Return each entry word for word, without its pictures.

== == ==

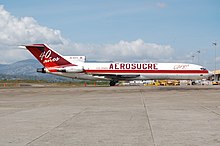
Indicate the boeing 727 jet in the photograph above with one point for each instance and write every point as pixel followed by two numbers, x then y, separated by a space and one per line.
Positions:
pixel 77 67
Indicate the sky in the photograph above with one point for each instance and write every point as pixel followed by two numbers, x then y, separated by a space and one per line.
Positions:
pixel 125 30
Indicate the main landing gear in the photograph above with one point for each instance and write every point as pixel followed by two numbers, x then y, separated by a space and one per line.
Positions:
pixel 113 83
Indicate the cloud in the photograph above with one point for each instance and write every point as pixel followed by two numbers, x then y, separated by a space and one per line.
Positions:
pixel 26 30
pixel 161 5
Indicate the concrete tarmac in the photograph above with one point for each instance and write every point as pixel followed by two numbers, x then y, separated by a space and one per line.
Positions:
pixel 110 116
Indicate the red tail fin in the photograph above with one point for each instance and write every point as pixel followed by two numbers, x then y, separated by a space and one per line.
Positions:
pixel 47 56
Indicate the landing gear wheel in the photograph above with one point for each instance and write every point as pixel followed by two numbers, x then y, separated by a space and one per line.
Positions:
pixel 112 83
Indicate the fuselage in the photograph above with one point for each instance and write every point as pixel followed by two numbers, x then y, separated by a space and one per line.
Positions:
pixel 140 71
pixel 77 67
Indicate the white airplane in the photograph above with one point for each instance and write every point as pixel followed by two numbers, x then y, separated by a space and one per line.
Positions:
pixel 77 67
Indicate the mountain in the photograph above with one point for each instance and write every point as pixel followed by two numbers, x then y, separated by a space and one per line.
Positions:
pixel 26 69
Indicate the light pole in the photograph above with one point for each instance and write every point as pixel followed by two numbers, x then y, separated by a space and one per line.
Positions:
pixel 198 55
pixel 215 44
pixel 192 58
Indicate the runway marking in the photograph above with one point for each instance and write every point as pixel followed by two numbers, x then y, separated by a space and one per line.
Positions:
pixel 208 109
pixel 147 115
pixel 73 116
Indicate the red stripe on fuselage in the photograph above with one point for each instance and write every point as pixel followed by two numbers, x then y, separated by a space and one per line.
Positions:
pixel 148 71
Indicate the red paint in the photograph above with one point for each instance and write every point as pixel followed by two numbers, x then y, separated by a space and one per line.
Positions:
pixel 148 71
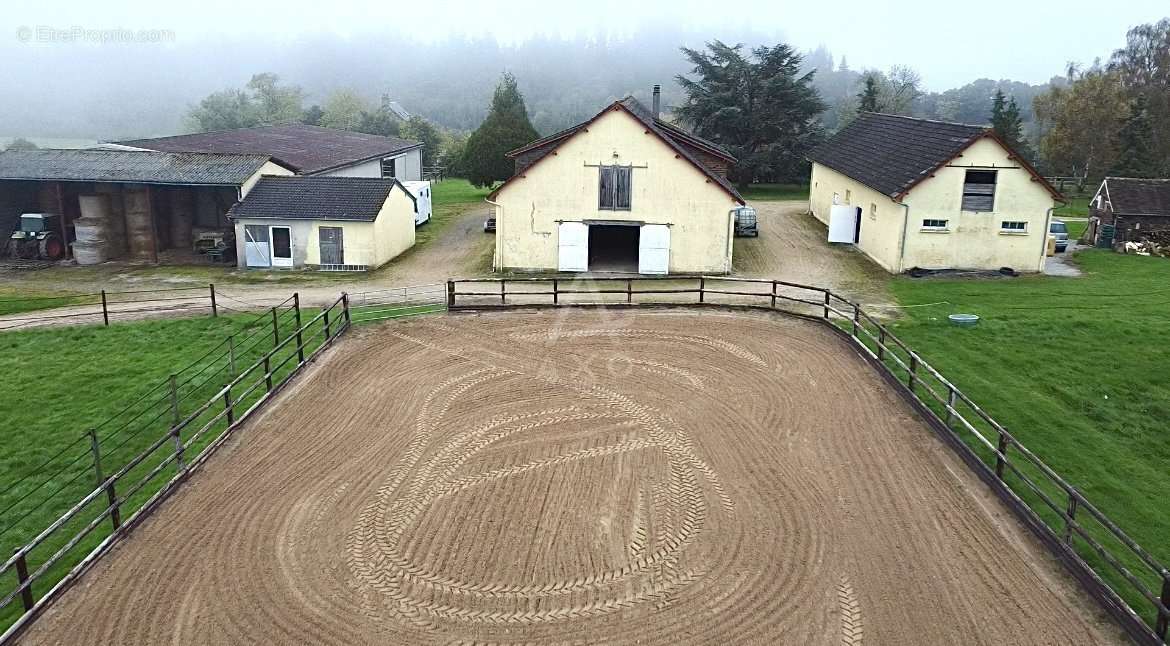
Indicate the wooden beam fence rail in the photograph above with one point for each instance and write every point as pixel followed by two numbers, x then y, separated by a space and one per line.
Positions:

== == ==

» Exercise result:
Indicate the boeing 727 jet in the photograph above with one point for each instance and write every point as pixel followed by two numbers, x then y, separated by a space and one per line.
Positions:
pixel 77 67
Indicate the sky in the photograph above with one point for each instance and write every point as pixel followed by two numbers, x then y, separated by a space and one per line.
Positions:
pixel 125 30
Indicate the main landing gear in the photograph above with one point for each instance and write every point as pixel followed by two numbers, x then y, separated by a space and one per line.
Positions:
pixel 113 83
Indicate the cloud in the photograph above with one point for each instance and write every point as pixel followed by two numbers, x then y, separated by a space and one per line.
Positions:
pixel 26 30
pixel 161 5
Indicate the concrete tarmac in the photograph above with one point for each instance and write every point as pixel followed by two numbers, x then y, separated by a space and one per line.
Positions:
pixel 110 116
Indicate the red tail fin in the photograph above with one point for each instance and write every point as pixel followed by two numbers, x then y, separated by a space and one per line.
Positions:
pixel 47 56
Indicate the landing gear wheel in the photograph above with one point for each instance and write every point as pixel followed by two numbers, x then y, separated by a space and one per line.
Positions:
pixel 112 83
Indicate the fuselage in the photograph above with one point for each instance and write every point as pixel followed by two numbers, x then y, separated by a space and one per line.
Positions:
pixel 140 71
pixel 77 67
Indicate the white airplane in the photograph above with one point for each instance and write every point as pixel followed by two numbers, x then y, separated by a space and one per line.
Positions:
pixel 77 67
Indicate the mountain in the photograph above with one point for each instance and write every point as pixel followed by two numbers, x then y, separated by a space and one per line.
Positions:
pixel 26 69
Indicate the light pole in the photograph above with one point for each instance and write every point as pixel followed by two numbers, x then y, separated by a space and one per line.
Positions:
pixel 198 55
pixel 215 44
pixel 192 58
Indicate the runway marking in the photograph above with one point for each instance and write every point as pixel followed by two numbers, x then y, separated by a space and one per line.
Positions:
pixel 208 109
pixel 147 115
pixel 73 116
Indicate the red stripe on fuselage in the photograph above with one point for each instance and write every point as pixel followed by two numbers, x then y, separated by a space and one per line.
Positions:
pixel 148 71
Indicate the red paint in the photograph above with one point for each instance and write every point as pixel followed by two numbers, x then y, separated by a space and one per line.
Positions:
pixel 148 71
Indicate the wooden beam fence rail in the photograph above with one point for each instance and write every point as pixel followed by two numbers, x then y, separated by a space and one per line.
Positions:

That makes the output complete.